Aim of the task
Copy every item below word for word, with no changes.

Records provided
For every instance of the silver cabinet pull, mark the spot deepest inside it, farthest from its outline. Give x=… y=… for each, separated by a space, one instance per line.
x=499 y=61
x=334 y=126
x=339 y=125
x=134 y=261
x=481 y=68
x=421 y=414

Answer to this exercise
For every instance of the silver cabinet pull, mark the spot deepest inside it, farthest from its outline. Give x=… y=… for each, separated by a space, one instance per line.
x=499 y=61
x=334 y=126
x=339 y=125
x=134 y=261
x=481 y=68
x=421 y=414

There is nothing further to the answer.